TASK DESCRIPTION:
When you answer, restate the entries below without altering anything.

DATA SHOWN:
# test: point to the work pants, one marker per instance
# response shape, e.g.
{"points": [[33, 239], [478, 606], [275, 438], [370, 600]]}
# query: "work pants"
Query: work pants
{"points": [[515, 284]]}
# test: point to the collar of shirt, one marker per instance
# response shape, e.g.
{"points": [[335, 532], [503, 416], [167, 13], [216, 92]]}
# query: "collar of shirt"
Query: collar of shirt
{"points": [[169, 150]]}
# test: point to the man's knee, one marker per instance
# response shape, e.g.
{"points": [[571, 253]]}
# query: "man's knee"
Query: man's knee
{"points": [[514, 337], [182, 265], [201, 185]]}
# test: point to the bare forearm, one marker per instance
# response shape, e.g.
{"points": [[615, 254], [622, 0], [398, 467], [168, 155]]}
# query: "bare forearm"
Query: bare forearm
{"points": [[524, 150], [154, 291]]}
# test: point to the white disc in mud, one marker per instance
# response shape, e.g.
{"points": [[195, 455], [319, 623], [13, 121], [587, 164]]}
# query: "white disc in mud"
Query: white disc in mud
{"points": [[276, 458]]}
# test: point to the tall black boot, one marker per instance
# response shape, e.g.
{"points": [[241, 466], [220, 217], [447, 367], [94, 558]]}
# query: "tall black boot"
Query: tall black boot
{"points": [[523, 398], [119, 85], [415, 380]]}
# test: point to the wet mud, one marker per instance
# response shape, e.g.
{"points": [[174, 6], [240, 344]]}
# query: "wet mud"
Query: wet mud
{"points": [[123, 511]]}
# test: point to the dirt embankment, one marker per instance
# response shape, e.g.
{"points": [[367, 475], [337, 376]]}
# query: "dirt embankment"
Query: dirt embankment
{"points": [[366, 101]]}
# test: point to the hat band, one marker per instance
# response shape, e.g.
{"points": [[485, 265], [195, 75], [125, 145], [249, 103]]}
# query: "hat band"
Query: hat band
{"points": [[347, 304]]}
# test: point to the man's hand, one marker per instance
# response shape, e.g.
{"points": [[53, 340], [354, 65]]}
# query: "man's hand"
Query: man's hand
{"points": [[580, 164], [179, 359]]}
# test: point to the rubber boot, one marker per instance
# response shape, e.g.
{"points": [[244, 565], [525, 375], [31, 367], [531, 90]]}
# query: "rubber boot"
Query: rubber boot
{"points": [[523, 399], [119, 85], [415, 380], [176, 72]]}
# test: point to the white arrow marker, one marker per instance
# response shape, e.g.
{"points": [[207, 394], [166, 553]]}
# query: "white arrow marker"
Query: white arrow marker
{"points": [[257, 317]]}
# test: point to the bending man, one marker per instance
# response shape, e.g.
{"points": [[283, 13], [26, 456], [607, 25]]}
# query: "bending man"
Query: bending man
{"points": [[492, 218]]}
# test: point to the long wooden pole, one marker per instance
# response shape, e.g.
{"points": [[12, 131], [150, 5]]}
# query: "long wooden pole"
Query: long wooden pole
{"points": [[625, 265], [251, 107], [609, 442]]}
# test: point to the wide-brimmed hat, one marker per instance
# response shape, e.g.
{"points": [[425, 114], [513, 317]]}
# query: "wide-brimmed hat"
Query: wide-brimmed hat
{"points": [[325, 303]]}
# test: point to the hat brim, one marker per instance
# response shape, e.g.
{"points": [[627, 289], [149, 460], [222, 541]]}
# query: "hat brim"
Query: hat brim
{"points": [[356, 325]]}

WRITTEN RESPONSE:
# test: point to the work pants, one marker per instance
# response shape, e.g.
{"points": [[33, 239], [478, 606], [275, 438], [370, 600]]}
# query: "work pants"
Query: work pants
{"points": [[515, 284]]}
# test: point to the collar of shirt, one marker per instance
# response shape, e.g.
{"points": [[335, 532], [503, 416], [167, 13], [216, 92]]}
# query: "collar of shirt"
Query: collar of shirt
{"points": [[169, 150]]}
# test: point to the man's knee, one marker per instance
# response shape, e.g.
{"points": [[571, 253]]}
# query: "man's knee"
Query: man's knee
{"points": [[514, 337], [182, 265], [201, 185]]}
# test: point to the bare forearm, one marker per instance
# response shape, e.g.
{"points": [[615, 254], [622, 0], [398, 467], [168, 155]]}
# query: "bare forearm"
Query: bare forearm
{"points": [[524, 150], [154, 291]]}
# test: point to the white disc in mud, one marker per instance
# response shape, e.g.
{"points": [[195, 455], [319, 623], [13, 121], [587, 164]]}
# query: "white disc in mud"
Query: white disc in mud
{"points": [[276, 458]]}
# test: point to the tall black boot, one marker per instance
# response shape, e.g.
{"points": [[241, 466], [220, 217], [447, 367], [94, 558]]}
# query: "tall black boot"
Query: tall black boot
{"points": [[523, 398], [119, 85], [415, 380]]}
# test: point to the wet mud, one marker per instance
# response shape, e.g.
{"points": [[174, 6], [240, 344]]}
# query: "wet mud"
Query: wet mud
{"points": [[123, 511]]}
# test: point to the dirt embankment, one marker per instance
# response shape, e.g.
{"points": [[367, 475], [337, 376]]}
# query: "dirt embankment"
Query: dirt embankment
{"points": [[366, 101]]}
# test: point to the hat band, one marker per instance
# response shape, e.g.
{"points": [[485, 265], [195, 75], [125, 145], [249, 103]]}
# query: "hat band"
Query: hat band
{"points": [[347, 304]]}
# test: point to the man's hand, one marker per instance
# response shape, e.g.
{"points": [[53, 340], [354, 65]]}
# query: "man's hand"
Query: man's hand
{"points": [[580, 164], [179, 359]]}
# test: point to the rubber boot, one marker per instance
# response shape, e.g.
{"points": [[244, 565], [525, 375], [31, 367], [531, 90]]}
# query: "rubber boot"
Query: rubber boot
{"points": [[523, 399], [119, 85], [415, 380], [176, 72]]}
# test: point to the white arrow marker, one marker per instance
# response shape, e.g.
{"points": [[207, 394], [166, 553]]}
# query: "white arrow marker"
Query: white arrow marker
{"points": [[257, 317]]}
# test: point to the bending man, one marker per instance
# response shape, e.g.
{"points": [[283, 13], [26, 456], [607, 25]]}
# query: "bending man"
Query: bending man
{"points": [[492, 218]]}
# test: point to the long wooden pole, one marker per instance
# response shape, e.g.
{"points": [[12, 131], [150, 5]]}
# query: "long wooden pole"
Query: long wooden pole
{"points": [[625, 265], [251, 107], [609, 442]]}
# test: point to the wide-brimmed hat, one marker per instance
# response shape, e.g.
{"points": [[425, 114], [513, 317]]}
# query: "wide-brimmed hat"
Query: wide-brimmed hat
{"points": [[325, 303]]}
# test: point to the hat brim, one marker per instance
# response shape, e.g.
{"points": [[627, 289], [149, 460], [222, 541]]}
# query: "hat brim"
Query: hat brim
{"points": [[356, 325]]}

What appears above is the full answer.